Transcribe exactly the line containing "on the football" and every line after it, through the end of the records below.

▶ _Material supplied_:
== == ==
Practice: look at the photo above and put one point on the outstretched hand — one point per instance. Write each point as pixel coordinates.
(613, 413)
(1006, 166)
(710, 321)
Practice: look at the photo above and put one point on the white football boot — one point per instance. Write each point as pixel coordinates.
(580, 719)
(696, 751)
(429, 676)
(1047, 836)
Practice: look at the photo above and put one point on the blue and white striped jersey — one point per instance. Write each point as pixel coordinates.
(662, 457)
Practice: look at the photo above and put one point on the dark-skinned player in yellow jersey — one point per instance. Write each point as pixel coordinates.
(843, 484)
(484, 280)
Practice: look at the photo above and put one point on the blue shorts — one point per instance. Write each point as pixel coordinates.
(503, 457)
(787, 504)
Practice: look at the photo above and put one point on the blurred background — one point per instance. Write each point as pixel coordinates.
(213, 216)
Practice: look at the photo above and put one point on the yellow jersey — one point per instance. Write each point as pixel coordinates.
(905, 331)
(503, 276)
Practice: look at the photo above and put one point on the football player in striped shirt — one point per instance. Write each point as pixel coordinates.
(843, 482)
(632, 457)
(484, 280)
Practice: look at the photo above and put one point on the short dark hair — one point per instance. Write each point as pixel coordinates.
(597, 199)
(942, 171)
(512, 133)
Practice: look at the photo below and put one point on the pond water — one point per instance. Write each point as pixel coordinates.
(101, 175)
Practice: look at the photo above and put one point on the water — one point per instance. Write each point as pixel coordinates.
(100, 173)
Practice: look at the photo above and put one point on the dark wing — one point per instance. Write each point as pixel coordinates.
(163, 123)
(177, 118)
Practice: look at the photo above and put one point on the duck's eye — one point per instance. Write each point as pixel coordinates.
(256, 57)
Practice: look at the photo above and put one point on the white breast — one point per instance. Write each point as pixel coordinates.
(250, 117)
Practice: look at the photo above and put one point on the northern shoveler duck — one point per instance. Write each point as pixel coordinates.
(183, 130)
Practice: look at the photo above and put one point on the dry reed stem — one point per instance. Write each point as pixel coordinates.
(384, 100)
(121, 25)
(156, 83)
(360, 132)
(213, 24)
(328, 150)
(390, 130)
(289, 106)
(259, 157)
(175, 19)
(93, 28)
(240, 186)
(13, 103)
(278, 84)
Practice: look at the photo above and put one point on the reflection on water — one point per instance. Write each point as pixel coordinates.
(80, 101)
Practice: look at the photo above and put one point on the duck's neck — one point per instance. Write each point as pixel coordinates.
== == ==
▶ _Your solution_:
Practice: look at the photo above and put one point on the football player in striped shirt — one point per instance. Write each point as pixel coordinates.
(843, 482)
(632, 457)
(484, 280)
Practice: look at the photo above and put one point on the short dark hair — one point per instance. Write each point as pixel coordinates.
(597, 199)
(942, 171)
(512, 133)
Practice: look at the photo below and put one point on the pond water — one point per instance. Write each point as pixel coordinates.
(101, 175)
Practice: look at the photo above and put one point on the water — one point per instance. Write each point as pixel coordinates.
(100, 173)
Practice: look at the photo above and put one point on the dark wing — one point per instance. Write each point as pixel coordinates.
(163, 123)
(177, 118)
Practice: look at the photo above and put one point on the duck's eye — one point per instance. Write each point as pixel coordinates.
(256, 57)
Practice: look at the photo above and put one point on the white breast — one point per instance. Write each point as pixel coordinates.
(250, 117)
Practice: look at the photo above and put one point on the northern shoveler duck — one point per instance. Write each point as pixel coordinates.
(183, 130)
Practice: look at the photo above and put one point on the dry reed stem — one point per instance. Write each point as pixel coordinates.
(384, 100)
(121, 25)
(156, 83)
(360, 132)
(213, 24)
(328, 150)
(390, 130)
(289, 106)
(259, 157)
(175, 19)
(93, 28)
(240, 186)
(13, 103)
(278, 84)
Practice: look at the photo above and put one point on the reflection on water — one point per instance. Write each point as pixel coordinates.
(80, 101)
Practice: look at the photo above and put one point on the duck's neck — one point per instance. Write each point as pixel coordinates.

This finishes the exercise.